#### WHAT YOU NEED TO DO:
Transcribe the data below in full, exactly.

#### TASK MATERIAL:
= = = =

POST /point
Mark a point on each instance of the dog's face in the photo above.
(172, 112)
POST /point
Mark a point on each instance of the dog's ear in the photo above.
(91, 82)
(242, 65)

= = = =

#### WRITTEN ANSWER:
POST /point
Mark a point on each instance of the dog's face in the photo above.
(172, 112)
POST /point
Mark a point on each instance of the dog's ear in the photo above.
(91, 82)
(242, 65)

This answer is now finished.